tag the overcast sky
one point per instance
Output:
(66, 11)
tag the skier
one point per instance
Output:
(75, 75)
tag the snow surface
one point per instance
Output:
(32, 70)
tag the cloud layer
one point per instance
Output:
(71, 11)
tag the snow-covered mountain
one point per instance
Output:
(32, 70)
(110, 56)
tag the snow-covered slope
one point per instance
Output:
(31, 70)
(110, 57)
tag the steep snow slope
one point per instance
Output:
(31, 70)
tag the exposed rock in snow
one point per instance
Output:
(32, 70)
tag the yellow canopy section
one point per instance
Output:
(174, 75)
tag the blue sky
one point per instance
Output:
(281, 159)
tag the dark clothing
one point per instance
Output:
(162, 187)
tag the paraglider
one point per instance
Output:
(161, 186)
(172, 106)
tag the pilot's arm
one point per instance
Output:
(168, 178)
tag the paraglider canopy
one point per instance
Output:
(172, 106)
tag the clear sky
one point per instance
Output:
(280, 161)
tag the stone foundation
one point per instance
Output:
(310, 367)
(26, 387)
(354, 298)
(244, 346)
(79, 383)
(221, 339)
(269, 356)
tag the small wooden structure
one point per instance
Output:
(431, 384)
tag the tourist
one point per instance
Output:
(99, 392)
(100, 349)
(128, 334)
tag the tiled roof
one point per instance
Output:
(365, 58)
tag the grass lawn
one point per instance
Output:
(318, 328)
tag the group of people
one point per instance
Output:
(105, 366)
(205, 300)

__PROBLEM TO WORK ON__. Give the records again, unchanged and complete.

__OUTPUT FOR THIS TASK__.
tag the overcast sky
one point per instance
Output:
(66, 11)
tag the skier
one point per instance
Output:
(75, 75)
tag the snow surface
one point per instance
Output:
(32, 70)
tag the cloud layer
one point per instance
Output:
(71, 11)
tag the snow-covered mountain
one point per instance
Output:
(32, 70)
(110, 56)
tag the snow-covered slope
one point per instance
Output:
(31, 70)
(110, 57)
tag the steep snow slope
one point per instance
Output:
(31, 70)
tag the exposed rock in snow
one point per instance
Output:
(32, 70)
tag the yellow canopy section
one point per instance
Output:
(174, 75)
tag the blue sky
one point per instance
Output:
(281, 159)
tag the dark clothing
one point per instance
Output:
(162, 187)
tag the paraglider
one point per instance
Output:
(161, 186)
(172, 106)
tag the pilot's arm
one point per instance
Output:
(168, 178)
tag the paraglider canopy
one point per instance
Output:
(172, 106)
tag the clear sky
one point per instance
Output:
(280, 161)
tag the stone foundation
one point per instance
Output:
(310, 367)
(26, 387)
(354, 298)
(244, 346)
(79, 383)
(221, 339)
(269, 356)
tag the small wooden structure
one point per instance
Output:
(431, 384)
tag the tourist
one point per instance
Output:
(99, 392)
(100, 349)
(128, 334)
tag the tiled roof
one point per instance
Output:
(365, 58)
tag the grass lawn
one point per instance
Output:
(318, 328)
tag the group of people
one point per instance
Output:
(105, 366)
(205, 300)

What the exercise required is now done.